[What the task asks]
Give every line of the records below as a JSON list of strings, one string per line, with blank lines left out.

========

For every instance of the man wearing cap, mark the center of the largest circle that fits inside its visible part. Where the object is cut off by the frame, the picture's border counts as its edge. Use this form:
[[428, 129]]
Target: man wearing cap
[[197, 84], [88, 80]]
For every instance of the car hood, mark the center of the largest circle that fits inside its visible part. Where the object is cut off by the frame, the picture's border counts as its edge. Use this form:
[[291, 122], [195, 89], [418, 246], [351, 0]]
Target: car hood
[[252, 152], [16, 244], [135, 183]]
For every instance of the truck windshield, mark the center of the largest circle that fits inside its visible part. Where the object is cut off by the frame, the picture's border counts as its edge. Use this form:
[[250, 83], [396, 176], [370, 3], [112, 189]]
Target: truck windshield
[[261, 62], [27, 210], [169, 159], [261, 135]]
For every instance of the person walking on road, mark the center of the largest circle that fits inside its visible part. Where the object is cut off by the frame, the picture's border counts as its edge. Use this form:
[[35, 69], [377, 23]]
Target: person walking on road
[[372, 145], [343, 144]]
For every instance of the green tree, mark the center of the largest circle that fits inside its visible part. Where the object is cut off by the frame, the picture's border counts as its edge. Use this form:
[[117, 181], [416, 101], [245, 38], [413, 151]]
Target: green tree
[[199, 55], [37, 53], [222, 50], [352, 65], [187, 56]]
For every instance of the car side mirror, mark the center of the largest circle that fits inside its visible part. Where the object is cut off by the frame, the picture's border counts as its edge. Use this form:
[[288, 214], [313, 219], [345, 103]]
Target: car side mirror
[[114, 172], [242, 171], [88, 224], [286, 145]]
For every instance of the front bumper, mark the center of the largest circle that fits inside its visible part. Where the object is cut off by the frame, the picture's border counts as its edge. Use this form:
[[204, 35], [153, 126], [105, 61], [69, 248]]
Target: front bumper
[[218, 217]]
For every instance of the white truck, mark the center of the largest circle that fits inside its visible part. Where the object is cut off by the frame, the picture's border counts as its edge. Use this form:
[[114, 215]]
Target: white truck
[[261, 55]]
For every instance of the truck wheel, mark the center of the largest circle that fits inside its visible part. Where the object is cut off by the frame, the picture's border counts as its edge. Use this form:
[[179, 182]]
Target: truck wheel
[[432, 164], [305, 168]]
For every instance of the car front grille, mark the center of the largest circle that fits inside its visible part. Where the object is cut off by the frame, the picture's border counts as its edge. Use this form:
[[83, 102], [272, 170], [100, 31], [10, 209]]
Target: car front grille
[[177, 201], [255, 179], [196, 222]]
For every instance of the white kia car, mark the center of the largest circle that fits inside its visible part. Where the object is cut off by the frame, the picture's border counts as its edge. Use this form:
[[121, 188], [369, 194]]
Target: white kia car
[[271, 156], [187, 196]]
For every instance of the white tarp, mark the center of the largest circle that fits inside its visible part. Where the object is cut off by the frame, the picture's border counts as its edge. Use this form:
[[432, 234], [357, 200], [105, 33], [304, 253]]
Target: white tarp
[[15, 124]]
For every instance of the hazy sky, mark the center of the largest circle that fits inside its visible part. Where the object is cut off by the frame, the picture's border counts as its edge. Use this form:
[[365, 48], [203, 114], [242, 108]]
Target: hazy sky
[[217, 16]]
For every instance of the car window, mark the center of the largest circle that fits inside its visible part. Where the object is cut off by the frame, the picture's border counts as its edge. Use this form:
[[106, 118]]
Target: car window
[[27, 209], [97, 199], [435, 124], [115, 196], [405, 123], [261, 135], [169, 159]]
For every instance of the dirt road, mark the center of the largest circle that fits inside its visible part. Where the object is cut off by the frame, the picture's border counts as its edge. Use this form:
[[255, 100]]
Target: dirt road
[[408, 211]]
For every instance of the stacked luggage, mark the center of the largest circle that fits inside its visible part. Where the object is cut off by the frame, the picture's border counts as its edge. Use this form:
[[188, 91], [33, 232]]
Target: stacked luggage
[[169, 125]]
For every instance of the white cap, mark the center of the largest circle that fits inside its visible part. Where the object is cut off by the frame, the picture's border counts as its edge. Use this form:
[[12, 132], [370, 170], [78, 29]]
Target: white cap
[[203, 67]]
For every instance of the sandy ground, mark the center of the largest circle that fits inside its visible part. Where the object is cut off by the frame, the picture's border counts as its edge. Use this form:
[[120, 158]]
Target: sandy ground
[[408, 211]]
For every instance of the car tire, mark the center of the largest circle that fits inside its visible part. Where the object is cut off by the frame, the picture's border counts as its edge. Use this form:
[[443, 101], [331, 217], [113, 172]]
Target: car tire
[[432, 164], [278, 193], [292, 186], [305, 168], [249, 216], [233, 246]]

========

[Reply]
[
  "For every instance of the man wearing cap, mark the center of the largest circle that fits inside its visible part. Where the object is cut off by the frame, the picture's border counts as its edge. Use this form:",
  "[[428, 129]]",
  "Target: man wearing cap",
  "[[197, 84], [88, 80]]",
  "For every instance of the car hood, mark the center of the largest circle that fits inside its visible part. Where the object is cut off by the frame, the picture's border counts as its edge. Use this form:",
  "[[291, 122], [195, 89], [418, 246], [351, 0]]",
  "Target: car hood",
  "[[252, 152], [16, 244], [135, 183]]",
  "For every instance of the truck windshield, mark the center of the largest circle that fits inside its visible part. Where the object is cut off by the frame, the picture's border counts as its edge. Use this form:",
  "[[250, 83], [396, 176], [370, 3], [112, 189]]",
  "Target: truck windshield",
  "[[261, 62], [27, 210], [169, 159], [261, 135]]",
  "For every instance of the person walking on road, mark the center of the largest circle that fits inside its visible part. Where the object is cut off by the frame, the picture's border counts as its edge. Use this form:",
  "[[35, 69], [377, 23]]",
  "Target: person walking on road",
  "[[372, 145], [343, 144]]",
  "For every instance of the green tree, mark the center of the largest circle that fits inside its visible part. Where the object is cut off by the frame, the picture's border counts as its edge. Use this form:",
  "[[117, 181], [416, 101], [245, 38], [413, 151]]",
  "Target: green tree",
  "[[199, 55], [37, 53], [222, 50], [352, 65], [187, 56]]",
  "For every instance of the car side mirror, mark the center of the largest circle that fits inside its visible part. Where the object is cut off by the frame, the picture's border counts as its edge. Use this form:",
  "[[288, 214], [313, 219], [345, 103]]",
  "Target: car side mirror",
  "[[114, 172], [242, 171], [88, 224], [286, 145]]",
  "For every instance of the front bumper, mark the center of the largest circle that fits inside its visible part. Where the object is cut off by the frame, the picture's border counts as its edge. Use this form:",
  "[[204, 35], [153, 126], [105, 61], [69, 248]]",
  "Target: front bumper",
  "[[218, 217]]",
  "For every instance of the white truck, mark the center of the largest circle that fits inside its visible part. Where the object is cut off by the frame, the picture's border counts as its edge. Use this form:",
  "[[114, 215]]",
  "Target: white truck",
  "[[261, 55]]",
  "For every instance of the truck wheel, mark the center of the largest circle that fits inside its visible part. Where the object is cut off by the frame, the picture's border counts as its edge. Use this form:",
  "[[179, 182]]",
  "Target: truck wheel",
  "[[432, 164], [305, 168]]",
  "For every instance of the car front grille, mark the center of the largest circle that fits inside its visible part. Where the object is cut off by the frame, the picture's border counts as its edge. Use this form:",
  "[[83, 102], [272, 170], [100, 31], [10, 209]]",
  "Target: car front grille",
  "[[177, 201], [255, 179], [196, 222]]",
  "For every instance of the white kia car, mark the center of the largest circle that fits inside its visible part. Where the object is cut off by the frame, the picture's border counts as its edge. Use this form:",
  "[[121, 188], [369, 194]]",
  "Target: white kia car",
  "[[271, 156], [187, 196]]",
  "For every instance of the white tarp, mark the center of the largest circle that fits inside its visible part. Where the object is cut off by the frame, the picture's border counts as its edge. Use this form:",
  "[[432, 234], [357, 200], [105, 33], [304, 253]]",
  "Target: white tarp",
  "[[15, 124]]",
  "For every instance of the hazy sky, mark the center of the largest circle that fits inside its visible part. Where the object is cut off by the frame, the picture's border counts as its edge. Use this form:",
  "[[365, 48], [203, 114], [242, 108]]",
  "Target: hazy sky",
  "[[217, 16]]",
  "For every instance of the car window, mark the center of the largest circle that fits inside its visible part. Where the object is cut off by the frame, the picture's border counts as its edge. Use this form:",
  "[[106, 118]]",
  "Target: car window",
  "[[27, 209], [97, 199], [435, 124], [115, 196], [405, 123], [261, 135], [169, 159]]",
  "For every instance of the dirt road, mark the center of the largest circle that fits inside its visible part. Where the object is cut off by the frame, the picture's border counts as its edge. Use this form:",
  "[[255, 100]]",
  "Target: dirt road",
  "[[408, 211]]",
  "For every instance of the stacked luggage, mark the center of the largest circle that fits inside its visible part. Where the object is cut off by the frame, the picture's border counts as its edge. Use this form:",
  "[[188, 91], [33, 232]]",
  "Target: stacked luggage",
  "[[169, 125]]",
  "For every instance of the white cap, mark the center of the largest circle that fits inside its visible part. Where the object is cut off by the frame, the picture's border counts as its edge. Use this form:",
  "[[12, 132], [370, 170], [78, 29]]",
  "Target: white cap",
  "[[203, 67]]",
  "For every instance of the sandy ground, mark the center of the largest circle that fits inside its visible part. Where the object is cut off by the frame, the picture's border counts as its edge. Use this form:",
  "[[120, 158]]",
  "Target: sandy ground",
  "[[408, 211]]",
  "For every instance of the car tire, mark the center of the largest circle that fits inside its visible part. Where the object is cut off by the frame, the picture's border counts as its edge. Use this form:",
  "[[443, 101], [331, 217], [113, 172]]",
  "Target: car tire",
  "[[432, 164], [278, 193], [292, 186], [305, 168], [249, 216], [233, 246]]"
]